### Dataset excerpts

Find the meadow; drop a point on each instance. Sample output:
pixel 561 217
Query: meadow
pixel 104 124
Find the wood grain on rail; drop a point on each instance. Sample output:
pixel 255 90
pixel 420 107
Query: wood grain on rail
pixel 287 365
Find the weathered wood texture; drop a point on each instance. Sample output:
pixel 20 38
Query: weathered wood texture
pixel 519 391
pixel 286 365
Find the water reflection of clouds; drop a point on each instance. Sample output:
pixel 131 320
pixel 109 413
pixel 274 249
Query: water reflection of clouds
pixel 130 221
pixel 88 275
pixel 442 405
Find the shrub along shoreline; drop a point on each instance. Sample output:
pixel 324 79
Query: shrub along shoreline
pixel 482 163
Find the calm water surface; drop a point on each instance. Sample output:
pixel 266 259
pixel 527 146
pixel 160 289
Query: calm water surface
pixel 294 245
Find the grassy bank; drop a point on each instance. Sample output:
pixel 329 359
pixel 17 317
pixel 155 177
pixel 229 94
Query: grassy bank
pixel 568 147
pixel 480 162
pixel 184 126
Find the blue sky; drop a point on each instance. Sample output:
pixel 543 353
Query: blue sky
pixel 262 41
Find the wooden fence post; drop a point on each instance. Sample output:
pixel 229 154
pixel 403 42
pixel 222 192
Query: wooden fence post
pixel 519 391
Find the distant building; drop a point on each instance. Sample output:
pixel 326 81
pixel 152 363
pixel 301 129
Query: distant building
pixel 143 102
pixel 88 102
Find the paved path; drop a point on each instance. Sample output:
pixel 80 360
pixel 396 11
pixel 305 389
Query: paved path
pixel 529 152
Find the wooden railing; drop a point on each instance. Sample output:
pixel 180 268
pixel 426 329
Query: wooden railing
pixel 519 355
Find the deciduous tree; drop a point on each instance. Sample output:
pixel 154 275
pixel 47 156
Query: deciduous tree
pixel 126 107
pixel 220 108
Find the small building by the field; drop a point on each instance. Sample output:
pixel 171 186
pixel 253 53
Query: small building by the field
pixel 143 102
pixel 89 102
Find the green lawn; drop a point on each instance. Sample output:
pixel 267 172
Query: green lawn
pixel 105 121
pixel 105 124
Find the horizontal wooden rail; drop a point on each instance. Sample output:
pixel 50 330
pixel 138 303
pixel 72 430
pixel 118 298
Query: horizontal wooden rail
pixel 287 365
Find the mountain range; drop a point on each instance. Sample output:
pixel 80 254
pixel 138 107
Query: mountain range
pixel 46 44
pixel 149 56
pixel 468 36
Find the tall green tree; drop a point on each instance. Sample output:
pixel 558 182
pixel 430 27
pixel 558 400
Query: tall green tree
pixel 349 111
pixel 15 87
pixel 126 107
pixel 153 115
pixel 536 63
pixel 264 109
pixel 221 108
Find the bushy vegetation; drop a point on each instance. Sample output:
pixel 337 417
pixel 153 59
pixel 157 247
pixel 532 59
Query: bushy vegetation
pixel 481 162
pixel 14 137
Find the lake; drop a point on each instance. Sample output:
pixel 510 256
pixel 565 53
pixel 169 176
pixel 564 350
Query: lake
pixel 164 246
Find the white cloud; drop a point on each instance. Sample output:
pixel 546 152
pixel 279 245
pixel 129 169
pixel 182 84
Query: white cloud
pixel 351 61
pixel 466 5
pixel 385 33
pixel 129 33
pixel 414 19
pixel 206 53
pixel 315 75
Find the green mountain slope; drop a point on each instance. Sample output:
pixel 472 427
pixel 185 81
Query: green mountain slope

### Task description
Pick out every line above that holds the word "slope" and copy it.

### Solved problem
Find the green mountain slope; drop a point on each instance. Sample output:
Query: green mountain slope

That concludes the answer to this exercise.